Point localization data
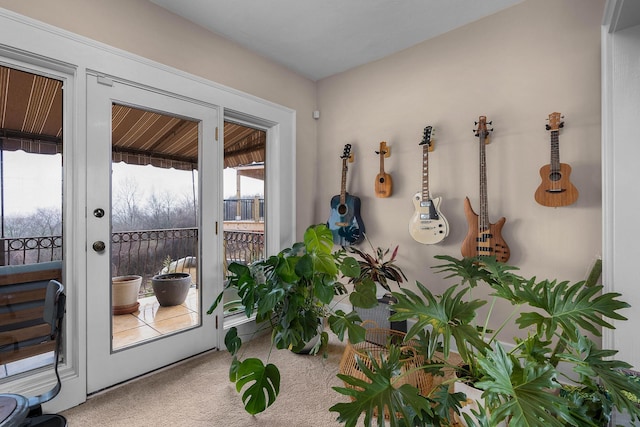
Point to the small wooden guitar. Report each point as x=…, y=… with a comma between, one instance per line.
x=384, y=184
x=556, y=189
x=344, y=220
x=483, y=238
x=427, y=225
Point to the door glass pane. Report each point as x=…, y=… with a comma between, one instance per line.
x=30, y=214
x=244, y=201
x=154, y=221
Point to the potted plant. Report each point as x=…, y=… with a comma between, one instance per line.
x=543, y=379
x=292, y=293
x=171, y=287
x=124, y=294
x=376, y=268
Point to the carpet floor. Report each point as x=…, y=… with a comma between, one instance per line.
x=197, y=392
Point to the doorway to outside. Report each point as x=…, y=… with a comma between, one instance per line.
x=41, y=144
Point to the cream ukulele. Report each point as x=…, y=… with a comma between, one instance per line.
x=384, y=184
x=556, y=189
x=483, y=238
x=344, y=219
x=427, y=225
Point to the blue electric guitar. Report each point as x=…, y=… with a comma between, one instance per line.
x=344, y=221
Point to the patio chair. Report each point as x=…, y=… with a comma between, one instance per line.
x=17, y=410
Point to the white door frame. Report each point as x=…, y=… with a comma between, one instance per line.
x=44, y=45
x=107, y=367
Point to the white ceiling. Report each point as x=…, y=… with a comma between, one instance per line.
x=323, y=37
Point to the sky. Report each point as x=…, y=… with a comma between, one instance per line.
x=33, y=181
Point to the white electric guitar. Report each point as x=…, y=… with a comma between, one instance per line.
x=427, y=225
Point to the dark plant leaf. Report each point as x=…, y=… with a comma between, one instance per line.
x=232, y=341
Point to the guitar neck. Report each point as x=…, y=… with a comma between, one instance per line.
x=555, y=151
x=343, y=189
x=425, y=172
x=483, y=220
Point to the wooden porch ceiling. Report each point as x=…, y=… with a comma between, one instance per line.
x=31, y=120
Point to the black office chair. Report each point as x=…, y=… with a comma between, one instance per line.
x=19, y=411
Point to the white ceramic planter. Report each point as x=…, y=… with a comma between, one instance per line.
x=124, y=293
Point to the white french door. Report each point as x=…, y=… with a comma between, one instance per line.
x=110, y=361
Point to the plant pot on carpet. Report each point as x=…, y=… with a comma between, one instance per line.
x=521, y=384
x=292, y=293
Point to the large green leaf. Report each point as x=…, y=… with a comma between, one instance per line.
x=520, y=394
x=364, y=294
x=372, y=396
x=319, y=239
x=569, y=307
x=258, y=383
x=448, y=315
x=592, y=362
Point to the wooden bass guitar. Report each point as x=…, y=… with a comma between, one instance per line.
x=483, y=238
x=384, y=184
x=344, y=220
x=427, y=225
x=556, y=189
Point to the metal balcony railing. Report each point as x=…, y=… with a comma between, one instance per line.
x=140, y=252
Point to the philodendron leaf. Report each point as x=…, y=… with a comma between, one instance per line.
x=233, y=369
x=258, y=383
x=341, y=323
x=521, y=395
x=318, y=239
x=323, y=291
x=378, y=393
x=232, y=341
x=350, y=267
x=364, y=294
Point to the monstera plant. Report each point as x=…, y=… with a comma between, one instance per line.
x=292, y=293
x=555, y=375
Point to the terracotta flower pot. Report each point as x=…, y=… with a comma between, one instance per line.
x=171, y=288
x=124, y=294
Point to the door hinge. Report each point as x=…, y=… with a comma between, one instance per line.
x=105, y=81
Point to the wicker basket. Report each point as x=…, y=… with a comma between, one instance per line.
x=376, y=344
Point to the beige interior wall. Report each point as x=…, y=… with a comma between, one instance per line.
x=515, y=67
x=142, y=28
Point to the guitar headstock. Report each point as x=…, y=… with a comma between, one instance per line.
x=481, y=130
x=347, y=151
x=555, y=121
x=426, y=136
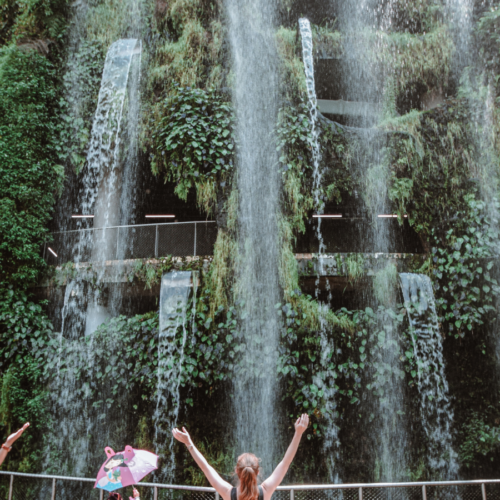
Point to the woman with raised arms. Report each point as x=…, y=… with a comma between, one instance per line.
x=247, y=468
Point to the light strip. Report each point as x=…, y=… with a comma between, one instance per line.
x=389, y=216
x=328, y=216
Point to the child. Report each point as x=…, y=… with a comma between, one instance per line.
x=113, y=478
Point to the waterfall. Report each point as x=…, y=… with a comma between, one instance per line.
x=435, y=407
x=255, y=99
x=102, y=180
x=86, y=305
x=174, y=294
x=331, y=442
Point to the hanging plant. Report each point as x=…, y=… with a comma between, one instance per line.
x=194, y=140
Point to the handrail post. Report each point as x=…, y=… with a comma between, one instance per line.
x=11, y=486
x=195, y=239
x=156, y=242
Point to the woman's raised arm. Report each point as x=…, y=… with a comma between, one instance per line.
x=274, y=480
x=222, y=487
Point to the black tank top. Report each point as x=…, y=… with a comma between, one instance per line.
x=234, y=494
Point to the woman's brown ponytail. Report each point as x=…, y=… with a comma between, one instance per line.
x=247, y=470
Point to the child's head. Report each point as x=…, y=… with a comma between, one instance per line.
x=115, y=461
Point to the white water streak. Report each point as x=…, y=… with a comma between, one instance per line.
x=435, y=406
x=255, y=97
x=174, y=294
x=326, y=383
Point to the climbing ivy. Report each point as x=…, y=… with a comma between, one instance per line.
x=194, y=139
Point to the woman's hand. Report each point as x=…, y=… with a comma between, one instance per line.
x=302, y=423
x=182, y=436
x=14, y=437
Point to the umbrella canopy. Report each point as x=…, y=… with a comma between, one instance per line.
x=125, y=468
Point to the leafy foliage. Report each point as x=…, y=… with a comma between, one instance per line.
x=30, y=176
x=194, y=139
x=32, y=18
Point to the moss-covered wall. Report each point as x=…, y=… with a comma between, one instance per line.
x=438, y=175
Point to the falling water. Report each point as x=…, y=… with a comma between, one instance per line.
x=459, y=14
x=174, y=294
x=86, y=306
x=330, y=430
x=435, y=408
x=255, y=98
x=362, y=81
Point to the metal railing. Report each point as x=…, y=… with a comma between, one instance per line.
x=16, y=486
x=143, y=241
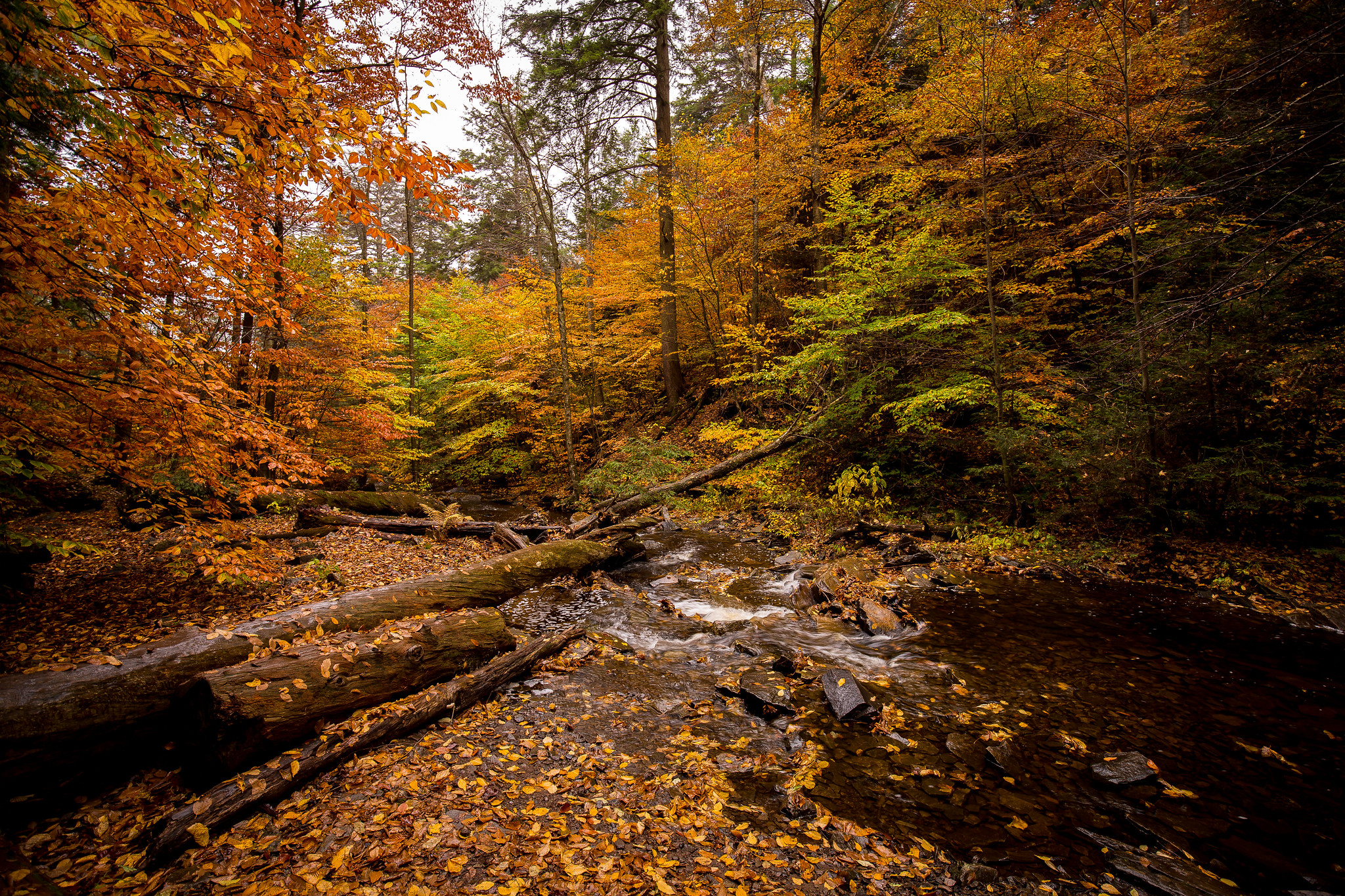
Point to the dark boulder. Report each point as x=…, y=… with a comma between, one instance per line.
x=1006, y=757
x=845, y=696
x=969, y=750
x=1124, y=769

** WHAT YOU WILL DO **
Copy each of the entries above precisely, and drop whatever pictures they hold.

** RESULT OF THIS TASK **
Point to the small wooden guitar. Report each point as x=…, y=… with a comma between, one instance per line.
x=384, y=184
x=556, y=189
x=344, y=220
x=483, y=238
x=427, y=225
Point to the door glass pane. Report each point as x=…, y=… with a comma between, one instance per line.
x=30, y=214
x=244, y=201
x=154, y=221
Point to the potted plant. Report each point as x=…, y=… with a comma between, one instance per line.
x=543, y=379
x=292, y=293
x=171, y=287
x=124, y=294
x=376, y=268
Point to the carpet floor. Report each point as x=…, y=… with a comma between, one instance per line.
x=197, y=392
Point to the doorway to outside. Report each point as x=…, y=… with a comma between, one instance per line.
x=41, y=144
Point to the cream ukulele. Report each point as x=…, y=… with a comma between, one instance per line.
x=384, y=184
x=556, y=189
x=483, y=238
x=344, y=219
x=427, y=225
Point to the blue electric guitar. Report each point as x=…, y=… with a comma between, one instance per line.
x=344, y=221
Point to the patio chair. Report each point as x=…, y=… with a comma between, one instance per line.
x=17, y=410
Point to the white door frame. Report each point as x=…, y=… with a comma between, one instance per line.
x=44, y=45
x=107, y=367
Point to the white ceiling. Report each point as x=…, y=… with a comma between, one instance per line.
x=323, y=37
Point to the sky. Report each point as x=…, y=… with a comma between, one instance per line.
x=33, y=181
Point to the white electric guitar. Report each point as x=…, y=… with a comma between, one instance per line.
x=427, y=225
Point to the dark plant leaf. Report each point as x=…, y=… with a comma between, one instance per line.
x=232, y=341
Point to the guitar neck. Report each point as x=…, y=… with a comma between, one instance per line.
x=555, y=151
x=343, y=189
x=425, y=172
x=483, y=220
Point to the wooden porch ceiling. Report each point as x=…, y=… with a comma between, one instance per line.
x=31, y=120
Point to the black office chair. Report each point as x=…, y=… with a comma between, one instance per line.
x=19, y=411
Point to the white ceramic planter. Report each point as x=…, y=… with a comma between, one instance per line.
x=124, y=293
Point to the white french door. Report each point as x=…, y=… with a comma between, one instance per line.
x=110, y=361
Point to the plant pot on carpet. Report each point as x=…, y=… with a comma between, one instance per line.
x=521, y=384
x=292, y=293
Point to the large green leaf. Report each point as x=…, y=… with a comma between, one instance per line.
x=520, y=394
x=364, y=294
x=372, y=396
x=319, y=239
x=569, y=307
x=258, y=383
x=448, y=315
x=592, y=362
Point to the wooden bass guitar. Report each point as x=…, y=… with a comma between, one instance per line.
x=483, y=238
x=384, y=184
x=344, y=220
x=427, y=225
x=556, y=189
Point to the metal balcony railing. Report each point as x=…, y=… with a comma between, one instance per line.
x=140, y=252
Point to the philodendron leaf. Report each point as x=…, y=… with a comma between, one instance per line.
x=233, y=369
x=258, y=383
x=341, y=323
x=521, y=395
x=318, y=239
x=323, y=291
x=378, y=393
x=232, y=341
x=350, y=267
x=364, y=294
Point to the monstera plant. Report each point as x=…, y=… with a comma between, one instance per line.
x=292, y=293
x=555, y=375
Point to the terracotta flower pot. Report each point as x=…, y=… with a comma between, one instance per line.
x=171, y=288
x=124, y=294
Point to the door hinge. Report each point as x=…, y=… with a comma between, one instance per line.
x=105, y=81
Point to the wicker basket. Report each point as x=…, y=… with a comma between, one instance per line.
x=376, y=344
Point to the beige interior wall. Report each point as x=…, y=… with a comma between, one instance per line.
x=515, y=67
x=142, y=28
Point to the guitar headstock. Report each point as x=…, y=… with a comma between, one instance per line.
x=481, y=130
x=347, y=151
x=555, y=121
x=426, y=136
Point to the woman with raised arms. Report each point as x=…, y=… with a comma between, one instance per line.
x=247, y=468
Point to the light strip. Report each point as x=…, y=… with a comma between, one instance per line.
x=389, y=216
x=328, y=216
Point to the child. Report each point as x=…, y=… with a comma between, one instance per line.
x=113, y=478
Point to the waterfall. Report each point as x=…, y=… with a comma between, one instance per line.
x=435, y=407
x=255, y=99
x=102, y=180
x=86, y=305
x=174, y=294
x=331, y=442
Point to the hanging plant. Report each point as x=…, y=… with a comma between, one instance per line.
x=194, y=140
Point to the handrail post. Report each point as x=…, y=… with a comma between, one instance per line.
x=11, y=486
x=195, y=239
x=156, y=242
Point to the woman's raised arm. Report each point as x=…, y=… with a comma between, one instance per line.
x=274, y=480
x=222, y=487
Point to the black tank top. Report each point as x=…, y=… with a comma between, one instance per line.
x=234, y=494
Point to the woman's brown ponytail. Report each point as x=…, y=… with a comma between, one instance per line.
x=247, y=470
Point to the child's head. Report each point as x=…, y=… with a comma between, one instance per line.
x=115, y=461
Point to the white water streak. Report each point as x=…, y=… with a comma between, one instance per line.
x=435, y=406
x=255, y=97
x=174, y=294
x=326, y=383
Point to the climbing ivy. Report each point as x=…, y=… with a comma between, one instance per line.
x=194, y=139
Point to the woman's hand. Report each point as x=…, y=… with a comma between, one instance per line.
x=302, y=423
x=182, y=436
x=14, y=437
Point to the umbrella canopy. Report each point as x=…, y=… with a comma between, one instance per line.
x=125, y=468
Point to the leafy foliage. Report each point as x=…, y=… with a comma between, one instance per line.
x=30, y=176
x=194, y=139
x=32, y=18
Point to the moss-covered wall. Report each point as x=…, y=… with a comma between, one instance per line.
x=438, y=175
Point to the falling water. Report each point as x=…, y=… with a comma between, one instance per line.
x=459, y=14
x=174, y=294
x=86, y=306
x=330, y=430
x=435, y=408
x=255, y=98
x=362, y=81
Point to the metal railing. Report each point as x=…, y=… with a comma between, one instance per line.
x=16, y=486
x=143, y=241
Point to the dark boulder. Report each point as x=…, y=… with a comma between, one instance per line.
x=1006, y=757
x=845, y=696
x=969, y=750
x=1124, y=769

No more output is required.